-- Text provided follows --
Trade group pitches outdoor recreation industry as good for what’s ailing the economy

One big side effect of the coronavirus pandemic has been a rush to the great outdoors by people fed up with staying close to home. That’s created an explosion of visits to state and national parks and booming sales of boats, recreational vehicles and bicycles.

And the public’s enthusiasm to get away by heading outside has created a route to economic recovery for the outdoor recreation industry and communities, says a national trade organization that has submitted its ideas to the presidential campaigns.

The Outdoor Recreation Roundtable shared its report A Roadmap for a 21st Century Outdoor Recreation Economy Wednesday with the Donald Trump and Joe Biden campaigns.

“We had talked to both campaigns earlier in the year, before COVID,” said Jessica Turner, (the ORR executive director. “Then everything was on hold for COVID and this document had to sort of sit on ice a little bit. We needed to focus on our businesses and keeping our businesses afloat and safe.”

Then, the ORR took another look at the report to determine how the coronavirus pandemic and recession have altered the economic landscape.
-- Text provided concluded --
▸ **Exercise brief**:
Answer these questions from the article on the outdoor recreation industry:
1. What three products have seen booming sales?
2. What is the title of the report the Outdoor Recreation Roundtable shared?
3. Which two presidential campaigns received the report?
-- Data follows --
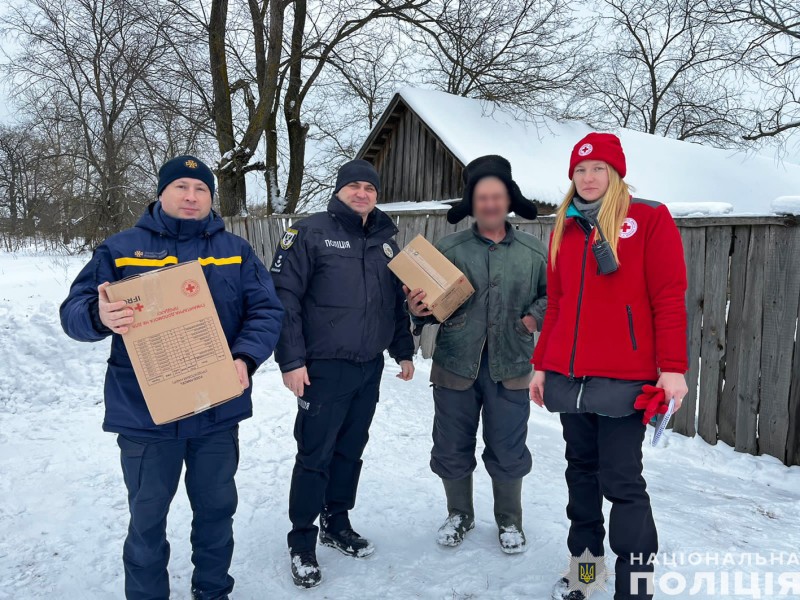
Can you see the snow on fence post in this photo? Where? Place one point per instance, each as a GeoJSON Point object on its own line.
{"type": "Point", "coordinates": [743, 303]}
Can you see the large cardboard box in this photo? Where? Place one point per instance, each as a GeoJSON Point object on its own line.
{"type": "Point", "coordinates": [421, 265]}
{"type": "Point", "coordinates": [176, 343]}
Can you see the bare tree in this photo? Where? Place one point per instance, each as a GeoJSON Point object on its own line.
{"type": "Point", "coordinates": [82, 63]}
{"type": "Point", "coordinates": [768, 36]}
{"type": "Point", "coordinates": [661, 69]}
{"type": "Point", "coordinates": [521, 52]}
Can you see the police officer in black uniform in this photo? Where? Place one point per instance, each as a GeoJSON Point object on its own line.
{"type": "Point", "coordinates": [343, 308]}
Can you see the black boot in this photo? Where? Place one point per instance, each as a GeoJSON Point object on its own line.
{"type": "Point", "coordinates": [347, 542]}
{"type": "Point", "coordinates": [561, 591]}
{"type": "Point", "coordinates": [460, 513]}
{"type": "Point", "coordinates": [508, 515]}
{"type": "Point", "coordinates": [305, 569]}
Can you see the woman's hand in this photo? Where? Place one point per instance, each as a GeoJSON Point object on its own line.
{"type": "Point", "coordinates": [536, 389]}
{"type": "Point", "coordinates": [674, 386]}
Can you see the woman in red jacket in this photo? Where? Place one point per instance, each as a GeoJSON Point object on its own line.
{"type": "Point", "coordinates": [615, 321]}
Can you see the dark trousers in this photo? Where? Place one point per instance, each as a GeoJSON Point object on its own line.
{"type": "Point", "coordinates": [332, 430]}
{"type": "Point", "coordinates": [505, 429]}
{"type": "Point", "coordinates": [152, 468]}
{"type": "Point", "coordinates": [604, 459]}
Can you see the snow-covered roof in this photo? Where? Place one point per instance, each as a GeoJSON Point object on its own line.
{"type": "Point", "coordinates": [432, 205]}
{"type": "Point", "coordinates": [662, 169]}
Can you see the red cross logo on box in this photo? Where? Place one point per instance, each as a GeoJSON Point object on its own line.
{"type": "Point", "coordinates": [190, 287]}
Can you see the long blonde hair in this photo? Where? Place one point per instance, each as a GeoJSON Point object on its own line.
{"type": "Point", "coordinates": [613, 210]}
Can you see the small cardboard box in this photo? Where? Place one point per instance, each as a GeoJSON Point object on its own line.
{"type": "Point", "coordinates": [176, 343]}
{"type": "Point", "coordinates": [421, 265]}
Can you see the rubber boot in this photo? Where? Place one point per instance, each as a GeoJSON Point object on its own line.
{"type": "Point", "coordinates": [460, 512]}
{"type": "Point", "coordinates": [508, 515]}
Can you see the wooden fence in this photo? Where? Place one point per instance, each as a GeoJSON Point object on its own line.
{"type": "Point", "coordinates": [743, 304]}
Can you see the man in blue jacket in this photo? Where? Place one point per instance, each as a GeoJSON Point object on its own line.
{"type": "Point", "coordinates": [179, 227]}
{"type": "Point", "coordinates": [344, 307]}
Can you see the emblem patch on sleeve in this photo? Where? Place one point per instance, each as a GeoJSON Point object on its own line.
{"type": "Point", "coordinates": [277, 264]}
{"type": "Point", "coordinates": [289, 236]}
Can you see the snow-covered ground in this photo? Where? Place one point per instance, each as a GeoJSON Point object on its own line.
{"type": "Point", "coordinates": [63, 513]}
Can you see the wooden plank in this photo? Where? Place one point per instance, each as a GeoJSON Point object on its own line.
{"type": "Point", "coordinates": [712, 349]}
{"type": "Point", "coordinates": [747, 377]}
{"type": "Point", "coordinates": [787, 221]}
{"type": "Point", "coordinates": [781, 297]}
{"type": "Point", "coordinates": [400, 139]}
{"type": "Point", "coordinates": [438, 161]}
{"type": "Point", "coordinates": [694, 250]}
{"type": "Point", "coordinates": [793, 439]}
{"type": "Point", "coordinates": [408, 158]}
{"type": "Point", "coordinates": [735, 335]}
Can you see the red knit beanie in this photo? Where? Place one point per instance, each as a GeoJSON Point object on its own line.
{"type": "Point", "coordinates": [599, 146]}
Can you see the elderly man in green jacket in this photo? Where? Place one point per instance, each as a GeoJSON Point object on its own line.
{"type": "Point", "coordinates": [481, 364]}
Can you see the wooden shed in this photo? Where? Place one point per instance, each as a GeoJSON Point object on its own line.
{"type": "Point", "coordinates": [414, 164]}
{"type": "Point", "coordinates": [425, 137]}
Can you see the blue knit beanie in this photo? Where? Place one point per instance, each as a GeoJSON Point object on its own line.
{"type": "Point", "coordinates": [357, 170]}
{"type": "Point", "coordinates": [184, 166]}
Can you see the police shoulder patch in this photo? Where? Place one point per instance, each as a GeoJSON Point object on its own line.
{"type": "Point", "coordinates": [289, 236]}
{"type": "Point", "coordinates": [277, 263]}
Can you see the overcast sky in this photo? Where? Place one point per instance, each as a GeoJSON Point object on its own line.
{"type": "Point", "coordinates": [791, 153]}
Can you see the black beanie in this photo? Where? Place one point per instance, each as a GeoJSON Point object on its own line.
{"type": "Point", "coordinates": [357, 170]}
{"type": "Point", "coordinates": [184, 166]}
{"type": "Point", "coordinates": [491, 166]}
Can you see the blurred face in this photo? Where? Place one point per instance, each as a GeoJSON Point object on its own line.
{"type": "Point", "coordinates": [591, 179]}
{"type": "Point", "coordinates": [490, 203]}
{"type": "Point", "coordinates": [360, 196]}
{"type": "Point", "coordinates": [186, 199]}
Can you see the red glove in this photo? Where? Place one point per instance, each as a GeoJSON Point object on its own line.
{"type": "Point", "coordinates": [653, 401]}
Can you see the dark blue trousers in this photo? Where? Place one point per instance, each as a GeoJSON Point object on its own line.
{"type": "Point", "coordinates": [604, 459]}
{"type": "Point", "coordinates": [505, 429]}
{"type": "Point", "coordinates": [332, 430]}
{"type": "Point", "coordinates": [152, 468]}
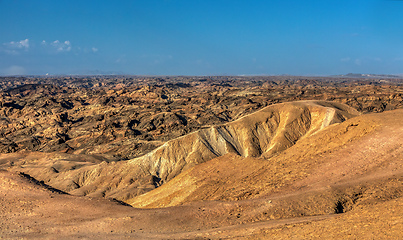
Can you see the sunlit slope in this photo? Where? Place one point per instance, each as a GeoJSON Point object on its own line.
{"type": "Point", "coordinates": [263, 133]}
{"type": "Point", "coordinates": [349, 155]}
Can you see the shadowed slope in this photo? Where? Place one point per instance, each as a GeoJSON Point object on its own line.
{"type": "Point", "coordinates": [266, 132]}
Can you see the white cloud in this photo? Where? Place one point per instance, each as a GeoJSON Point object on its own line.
{"type": "Point", "coordinates": [14, 47]}
{"type": "Point", "coordinates": [14, 70]}
{"type": "Point", "coordinates": [346, 59]}
{"type": "Point", "coordinates": [61, 46]}
{"type": "Point", "coordinates": [23, 44]}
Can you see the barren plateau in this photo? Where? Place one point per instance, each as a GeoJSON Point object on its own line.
{"type": "Point", "coordinates": [136, 157]}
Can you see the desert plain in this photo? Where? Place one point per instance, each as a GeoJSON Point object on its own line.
{"type": "Point", "coordinates": [212, 157]}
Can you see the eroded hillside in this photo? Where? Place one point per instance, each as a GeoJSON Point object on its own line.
{"type": "Point", "coordinates": [203, 157]}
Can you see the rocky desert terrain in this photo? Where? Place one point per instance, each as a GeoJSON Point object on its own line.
{"type": "Point", "coordinates": [220, 157]}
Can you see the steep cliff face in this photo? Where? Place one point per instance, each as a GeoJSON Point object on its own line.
{"type": "Point", "coordinates": [263, 133]}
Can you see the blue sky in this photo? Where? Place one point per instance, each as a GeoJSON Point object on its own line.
{"type": "Point", "coordinates": [201, 37]}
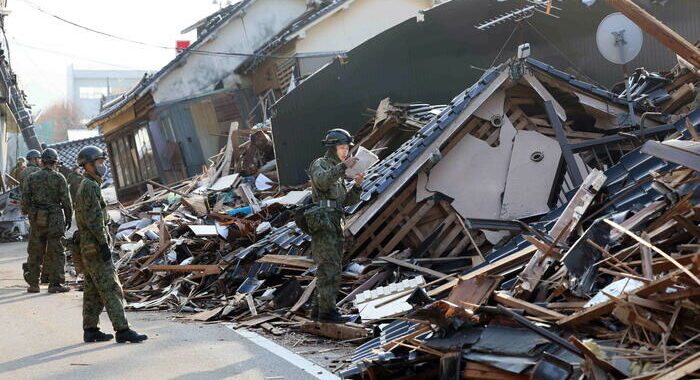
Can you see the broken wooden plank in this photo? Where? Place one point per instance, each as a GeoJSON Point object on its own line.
{"type": "Point", "coordinates": [647, 269]}
{"type": "Point", "coordinates": [682, 369]}
{"type": "Point", "coordinates": [474, 370]}
{"type": "Point", "coordinates": [657, 250]}
{"type": "Point", "coordinates": [335, 330]}
{"type": "Point", "coordinates": [206, 315]}
{"type": "Point", "coordinates": [207, 269]}
{"type": "Point", "coordinates": [414, 267]}
{"type": "Point", "coordinates": [531, 308]}
{"type": "Point", "coordinates": [287, 260]}
{"type": "Point", "coordinates": [608, 306]}
{"type": "Point", "coordinates": [256, 320]}
{"type": "Point", "coordinates": [605, 365]}
{"type": "Point", "coordinates": [473, 292]}
{"type": "Point", "coordinates": [567, 222]}
{"type": "Point", "coordinates": [506, 262]}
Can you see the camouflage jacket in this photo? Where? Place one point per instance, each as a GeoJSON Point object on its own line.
{"type": "Point", "coordinates": [46, 189]}
{"type": "Point", "coordinates": [327, 181]}
{"type": "Point", "coordinates": [74, 179]}
{"type": "Point", "coordinates": [91, 210]}
{"type": "Point", "coordinates": [16, 172]}
{"type": "Point", "coordinates": [31, 168]}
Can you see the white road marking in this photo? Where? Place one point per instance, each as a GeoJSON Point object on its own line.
{"type": "Point", "coordinates": [298, 361]}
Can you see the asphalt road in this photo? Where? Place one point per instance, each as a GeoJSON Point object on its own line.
{"type": "Point", "coordinates": [42, 339]}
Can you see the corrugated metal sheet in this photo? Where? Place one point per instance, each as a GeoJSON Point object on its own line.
{"type": "Point", "coordinates": [430, 61]}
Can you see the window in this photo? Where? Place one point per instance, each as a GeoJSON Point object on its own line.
{"type": "Point", "coordinates": [134, 160]}
{"type": "Point", "coordinates": [92, 92]}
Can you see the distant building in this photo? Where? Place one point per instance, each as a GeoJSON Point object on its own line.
{"type": "Point", "coordinates": [86, 88]}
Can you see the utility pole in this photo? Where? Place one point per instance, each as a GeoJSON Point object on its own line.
{"type": "Point", "coordinates": [655, 28]}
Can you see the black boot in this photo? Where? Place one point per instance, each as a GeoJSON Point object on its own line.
{"type": "Point", "coordinates": [25, 272]}
{"type": "Point", "coordinates": [95, 335]}
{"type": "Point", "coordinates": [129, 335]}
{"type": "Point", "coordinates": [332, 317]}
{"type": "Point", "coordinates": [58, 288]}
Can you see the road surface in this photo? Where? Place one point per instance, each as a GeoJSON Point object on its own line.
{"type": "Point", "coordinates": [42, 339]}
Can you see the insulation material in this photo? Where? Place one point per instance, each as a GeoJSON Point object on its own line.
{"type": "Point", "coordinates": [368, 301]}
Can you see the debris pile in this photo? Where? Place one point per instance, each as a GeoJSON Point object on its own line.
{"type": "Point", "coordinates": [606, 286]}
{"type": "Point", "coordinates": [602, 282]}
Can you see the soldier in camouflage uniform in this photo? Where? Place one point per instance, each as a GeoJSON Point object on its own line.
{"type": "Point", "coordinates": [102, 289]}
{"type": "Point", "coordinates": [46, 200]}
{"type": "Point", "coordinates": [74, 178]}
{"type": "Point", "coordinates": [326, 220]}
{"type": "Point", "coordinates": [33, 165]}
{"type": "Point", "coordinates": [17, 170]}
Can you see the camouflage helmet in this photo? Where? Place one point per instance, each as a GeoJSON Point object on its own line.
{"type": "Point", "coordinates": [33, 153]}
{"type": "Point", "coordinates": [49, 155]}
{"type": "Point", "coordinates": [338, 136]}
{"type": "Point", "coordinates": [90, 153]}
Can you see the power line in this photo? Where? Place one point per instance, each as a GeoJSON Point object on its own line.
{"type": "Point", "coordinates": [14, 41]}
{"type": "Point", "coordinates": [190, 50]}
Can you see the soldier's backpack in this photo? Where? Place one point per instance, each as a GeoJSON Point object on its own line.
{"type": "Point", "coordinates": [300, 217]}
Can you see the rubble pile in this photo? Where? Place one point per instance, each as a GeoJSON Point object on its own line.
{"type": "Point", "coordinates": [605, 284]}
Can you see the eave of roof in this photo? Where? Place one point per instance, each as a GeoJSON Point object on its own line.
{"type": "Point", "coordinates": [144, 86]}
{"type": "Point", "coordinates": [303, 22]}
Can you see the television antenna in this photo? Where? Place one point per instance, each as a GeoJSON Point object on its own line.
{"type": "Point", "coordinates": [519, 14]}
{"type": "Point", "coordinates": [620, 40]}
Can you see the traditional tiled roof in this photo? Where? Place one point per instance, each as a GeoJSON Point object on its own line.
{"type": "Point", "coordinates": [282, 37]}
{"type": "Point", "coordinates": [627, 185]}
{"type": "Point", "coordinates": [223, 16]}
{"type": "Point", "coordinates": [68, 151]}
{"type": "Point", "coordinates": [383, 174]}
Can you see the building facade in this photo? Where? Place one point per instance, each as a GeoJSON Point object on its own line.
{"type": "Point", "coordinates": [86, 89]}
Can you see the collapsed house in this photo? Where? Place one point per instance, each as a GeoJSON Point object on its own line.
{"type": "Point", "coordinates": [511, 214]}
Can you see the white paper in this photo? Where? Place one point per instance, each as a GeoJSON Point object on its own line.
{"type": "Point", "coordinates": [224, 182]}
{"type": "Point", "coordinates": [204, 230]}
{"type": "Point", "coordinates": [616, 288]}
{"type": "Point", "coordinates": [262, 182]}
{"type": "Point", "coordinates": [366, 160]}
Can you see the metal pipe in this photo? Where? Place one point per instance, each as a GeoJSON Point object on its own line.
{"type": "Point", "coordinates": [643, 118]}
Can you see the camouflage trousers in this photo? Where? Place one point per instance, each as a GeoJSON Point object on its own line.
{"type": "Point", "coordinates": [44, 254]}
{"type": "Point", "coordinates": [102, 289]}
{"type": "Point", "coordinates": [327, 249]}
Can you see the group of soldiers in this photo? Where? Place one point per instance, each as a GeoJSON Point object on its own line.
{"type": "Point", "coordinates": [49, 202]}
{"type": "Point", "coordinates": [46, 198]}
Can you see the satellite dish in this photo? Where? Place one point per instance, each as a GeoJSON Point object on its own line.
{"type": "Point", "coordinates": [619, 39]}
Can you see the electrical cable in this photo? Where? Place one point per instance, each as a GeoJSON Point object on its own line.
{"type": "Point", "coordinates": [14, 41]}
{"type": "Point", "coordinates": [517, 25]}
{"type": "Point", "coordinates": [564, 55]}
{"type": "Point", "coordinates": [190, 50]}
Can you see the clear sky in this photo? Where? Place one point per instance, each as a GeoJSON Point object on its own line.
{"type": "Point", "coordinates": [42, 47]}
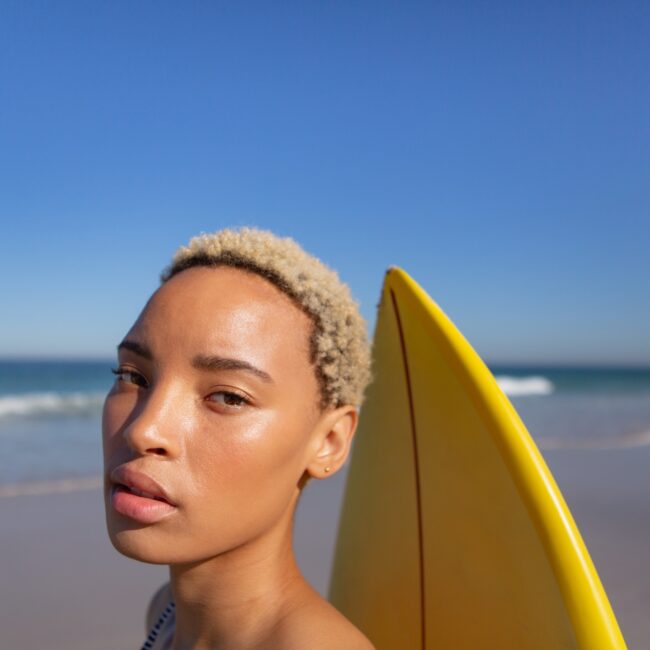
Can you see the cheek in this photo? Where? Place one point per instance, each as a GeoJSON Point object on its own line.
{"type": "Point", "coordinates": [115, 414]}
{"type": "Point", "coordinates": [247, 452]}
{"type": "Point", "coordinates": [246, 477]}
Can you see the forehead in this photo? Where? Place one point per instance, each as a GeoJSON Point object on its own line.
{"type": "Point", "coordinates": [224, 309]}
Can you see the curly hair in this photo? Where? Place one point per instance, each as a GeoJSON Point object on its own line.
{"type": "Point", "coordinates": [339, 345]}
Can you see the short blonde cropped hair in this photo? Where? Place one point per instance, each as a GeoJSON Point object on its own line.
{"type": "Point", "coordinates": [339, 346]}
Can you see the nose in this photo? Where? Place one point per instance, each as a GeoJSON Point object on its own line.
{"type": "Point", "coordinates": [151, 429]}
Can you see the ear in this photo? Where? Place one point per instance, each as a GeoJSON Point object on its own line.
{"type": "Point", "coordinates": [332, 441]}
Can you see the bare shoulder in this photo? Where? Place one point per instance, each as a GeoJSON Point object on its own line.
{"type": "Point", "coordinates": [318, 625]}
{"type": "Point", "coordinates": [157, 604]}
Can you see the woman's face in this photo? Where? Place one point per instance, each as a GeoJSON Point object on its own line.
{"type": "Point", "coordinates": [213, 408]}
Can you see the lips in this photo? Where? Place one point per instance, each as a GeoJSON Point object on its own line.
{"type": "Point", "coordinates": [140, 484]}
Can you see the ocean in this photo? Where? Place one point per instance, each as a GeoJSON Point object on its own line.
{"type": "Point", "coordinates": [50, 415]}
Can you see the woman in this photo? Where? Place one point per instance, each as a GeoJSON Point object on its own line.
{"type": "Point", "coordinates": [239, 382]}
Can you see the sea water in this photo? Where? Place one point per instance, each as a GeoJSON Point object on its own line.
{"type": "Point", "coordinates": [50, 415]}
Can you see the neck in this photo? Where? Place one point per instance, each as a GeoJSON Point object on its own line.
{"type": "Point", "coordinates": [236, 599]}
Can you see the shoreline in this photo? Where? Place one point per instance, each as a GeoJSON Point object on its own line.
{"type": "Point", "coordinates": [65, 586]}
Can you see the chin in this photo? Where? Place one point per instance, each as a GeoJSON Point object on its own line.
{"type": "Point", "coordinates": [136, 544]}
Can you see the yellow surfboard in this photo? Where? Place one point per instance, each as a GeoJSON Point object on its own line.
{"type": "Point", "coordinates": [453, 532]}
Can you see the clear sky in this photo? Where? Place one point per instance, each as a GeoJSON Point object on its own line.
{"type": "Point", "coordinates": [499, 152]}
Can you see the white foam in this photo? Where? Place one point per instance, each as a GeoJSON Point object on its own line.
{"type": "Point", "coordinates": [519, 386]}
{"type": "Point", "coordinates": [50, 403]}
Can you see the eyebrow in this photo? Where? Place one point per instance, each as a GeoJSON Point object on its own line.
{"type": "Point", "coordinates": [202, 361]}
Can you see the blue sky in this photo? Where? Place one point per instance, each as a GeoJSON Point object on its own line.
{"type": "Point", "coordinates": [499, 152]}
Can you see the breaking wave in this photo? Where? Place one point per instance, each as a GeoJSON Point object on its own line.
{"type": "Point", "coordinates": [520, 386]}
{"type": "Point", "coordinates": [50, 404]}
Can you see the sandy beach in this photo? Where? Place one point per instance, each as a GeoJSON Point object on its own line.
{"type": "Point", "coordinates": [65, 588]}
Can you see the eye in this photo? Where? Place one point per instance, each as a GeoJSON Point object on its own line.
{"type": "Point", "coordinates": [129, 376]}
{"type": "Point", "coordinates": [228, 399]}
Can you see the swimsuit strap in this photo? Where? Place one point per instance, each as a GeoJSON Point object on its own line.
{"type": "Point", "coordinates": [155, 630]}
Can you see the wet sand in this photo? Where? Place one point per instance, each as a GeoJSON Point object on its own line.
{"type": "Point", "coordinates": [65, 588]}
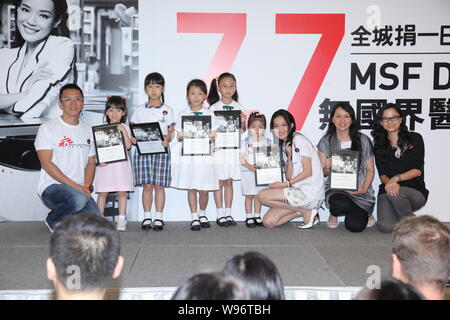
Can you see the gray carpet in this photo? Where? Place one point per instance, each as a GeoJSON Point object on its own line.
{"type": "Point", "coordinates": [317, 257]}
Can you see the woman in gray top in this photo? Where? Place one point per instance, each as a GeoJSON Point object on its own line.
{"type": "Point", "coordinates": [357, 206]}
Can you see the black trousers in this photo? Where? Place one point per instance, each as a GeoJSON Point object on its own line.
{"type": "Point", "coordinates": [355, 217]}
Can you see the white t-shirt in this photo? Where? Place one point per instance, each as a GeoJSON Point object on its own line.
{"type": "Point", "coordinates": [314, 185]}
{"type": "Point", "coordinates": [71, 145]}
{"type": "Point", "coordinates": [162, 114]}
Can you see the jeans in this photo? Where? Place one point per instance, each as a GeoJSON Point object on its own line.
{"type": "Point", "coordinates": [64, 200]}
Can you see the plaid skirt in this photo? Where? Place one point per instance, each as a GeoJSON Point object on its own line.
{"type": "Point", "coordinates": [152, 169]}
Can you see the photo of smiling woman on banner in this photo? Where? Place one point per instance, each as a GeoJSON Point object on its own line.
{"type": "Point", "coordinates": [39, 62]}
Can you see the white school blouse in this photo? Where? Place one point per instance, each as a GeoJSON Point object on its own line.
{"type": "Point", "coordinates": [227, 160]}
{"type": "Point", "coordinates": [193, 172]}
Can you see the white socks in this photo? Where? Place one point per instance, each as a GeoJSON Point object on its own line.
{"type": "Point", "coordinates": [195, 217]}
{"type": "Point", "coordinates": [158, 216]}
{"type": "Point", "coordinates": [220, 213]}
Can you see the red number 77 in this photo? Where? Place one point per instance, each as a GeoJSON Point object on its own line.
{"type": "Point", "coordinates": [332, 28]}
{"type": "Point", "coordinates": [232, 25]}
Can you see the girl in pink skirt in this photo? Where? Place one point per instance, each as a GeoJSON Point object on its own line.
{"type": "Point", "coordinates": [117, 176]}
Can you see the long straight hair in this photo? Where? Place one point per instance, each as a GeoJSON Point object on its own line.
{"type": "Point", "coordinates": [289, 118]}
{"type": "Point", "coordinates": [354, 133]}
{"type": "Point", "coordinates": [60, 13]}
{"type": "Point", "coordinates": [196, 83]}
{"type": "Point", "coordinates": [116, 102]}
{"type": "Point", "coordinates": [213, 95]}
{"type": "Point", "coordinates": [382, 145]}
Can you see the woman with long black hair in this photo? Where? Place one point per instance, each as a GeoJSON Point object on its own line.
{"type": "Point", "coordinates": [41, 61]}
{"type": "Point", "coordinates": [399, 157]}
{"type": "Point", "coordinates": [303, 192]}
{"type": "Point", "coordinates": [343, 134]}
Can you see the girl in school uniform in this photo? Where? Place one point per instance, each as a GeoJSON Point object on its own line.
{"type": "Point", "coordinates": [153, 171]}
{"type": "Point", "coordinates": [117, 176]}
{"type": "Point", "coordinates": [225, 160]}
{"type": "Point", "coordinates": [256, 126]}
{"type": "Point", "coordinates": [196, 174]}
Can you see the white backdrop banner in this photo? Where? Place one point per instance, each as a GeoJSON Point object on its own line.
{"type": "Point", "coordinates": [304, 56]}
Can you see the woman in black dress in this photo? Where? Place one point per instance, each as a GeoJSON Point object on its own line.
{"type": "Point", "coordinates": [399, 157]}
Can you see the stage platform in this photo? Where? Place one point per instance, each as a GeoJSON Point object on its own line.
{"type": "Point", "coordinates": [319, 263]}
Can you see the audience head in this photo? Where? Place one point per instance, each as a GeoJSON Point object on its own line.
{"type": "Point", "coordinates": [390, 289]}
{"type": "Point", "coordinates": [259, 273]}
{"type": "Point", "coordinates": [421, 254]}
{"type": "Point", "coordinates": [211, 286]}
{"type": "Point", "coordinates": [84, 256]}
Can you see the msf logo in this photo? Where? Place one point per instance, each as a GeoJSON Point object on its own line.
{"type": "Point", "coordinates": [65, 142]}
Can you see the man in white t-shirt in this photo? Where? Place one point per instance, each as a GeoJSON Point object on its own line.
{"type": "Point", "coordinates": [66, 151]}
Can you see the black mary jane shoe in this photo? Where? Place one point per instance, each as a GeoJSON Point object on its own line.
{"type": "Point", "coordinates": [231, 221]}
{"type": "Point", "coordinates": [204, 223]}
{"type": "Point", "coordinates": [222, 222]}
{"type": "Point", "coordinates": [158, 227]}
{"type": "Point", "coordinates": [146, 226]}
{"type": "Point", "coordinates": [258, 221]}
{"type": "Point", "coordinates": [250, 222]}
{"type": "Point", "coordinates": [195, 227]}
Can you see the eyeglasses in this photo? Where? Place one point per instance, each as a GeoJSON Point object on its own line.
{"type": "Point", "coordinates": [228, 87]}
{"type": "Point", "coordinates": [67, 99]}
{"type": "Point", "coordinates": [391, 119]}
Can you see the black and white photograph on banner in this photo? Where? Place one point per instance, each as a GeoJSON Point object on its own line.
-- Data concluded --
▸ **Response to this task**:
1. Boats, recreational vehicles and bicycles.
2. A Roadmap for a 21st Century Outdoor Recreation Economy.
3. The Donald Trump and Joe Biden campaigns.